GIVEN REQUEST 1
Condense the paragraph of the trial excerpt that begins "The case which Ms Elcock and Ms Brudenell advanced" into a short bulleted list that keeps its main facts.
GIVEN REQUEST 2
Decide whether each statement agrees with the trial excerpt: (a) Ms Elcock and Ms Brudenell identified the lender of the alleged loan. (b) The estate agents' contract entitled them to commission on sale. (c) Adam and Kwame were to remortgage 2, Collinwood Gardens. Answer yes or no for each, quoting the deciding words.

SUPPLIED TEXT
▬▬▬

The case which Ms Elcock and Ms Brudenell advanced at trial was that they did not intend to sell the property at all; what they wanted to do so was to buy an adjacent property but they needed to raise money for that purpose. They entrusted the raising of the money to two men referred to as Adam and Kwame, who were to remortgage 2, Collinwood Gardens in order to finance the new purchase. That is how they explained their undoubted receipt of £237,811, although they never identified the lender and produced no documents relating to the alleged loan. They accepted that they had instructed estate agents to market the property under a contract which entitled the agents to commission on sale and that a number of prospective buyers had viewed the property on the understanding that it was for sale. But they explained that by saying that the unidentified private lenders wanted to satisfy themselves that the property was saleable. They said that they had been defrauded by Adam and Kwame, who made it appear as if they had entered into a sale of the property. The signatures on the TR1 could be explained either on the basis that some unknown persons impersonated them at the signing and forged their signatures, or that Mr Ruwala witnessed a pre-signed TR1 bearing forged signatures which were slipped to him by Kwame while they were in the room, or that they signed the document thinking that it was something else.

▬▬▬

PROVIDED MATERIAL
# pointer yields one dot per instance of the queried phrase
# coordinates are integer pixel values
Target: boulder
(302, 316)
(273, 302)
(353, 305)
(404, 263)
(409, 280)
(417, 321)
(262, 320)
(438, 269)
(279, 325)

▬▬▬

COMPLETE RESPONSE 1
- Ms Elcock and Ms Brudenell said they never intended to sell the property. They wanted to buy an adjacent property and needed to raise money for it.
- They entrusted the raising of the money to two men, Adam and Kwame, who were to remortgage 2, Collinwood Gardens to finance the new purchase.
- This was how they accounted for receiving £237,811, though they never identified the lender and produced no documents relating to the alleged loan.
- They accepted that they had instructed estate agents to market the property under a contract giving the agents commission on sale. They also accepted that prospective buyers had viewed it on the understanding that it was for sale.
- They explained this by saying the unidentified private lenders wanted to satisfy themselves that the property was saleable.
- They said Adam and Kwame had defrauded them by making it appear that the property had been sold.
- They gave three possible explanations for their signatures on the TR1:
  - Unknown persons impersonated them at the signing and forged their signatures.
  - Mr Ruwala witnessed a pre-signed TR1 bearing forged signatures, which Kwame slipped to him while they were in the room.
  - They signed the document thinking it was something else.

COMPLETE RESPONSE 2
(a) No: "they never identified the lender and produced no documents relating to the alleged loan"
(b) Yes: "a contract which entitled the agents to commission on sale"
(c) Yes: "who were to remortgage 2, Collinwood Gardens in order to finance the new purchase"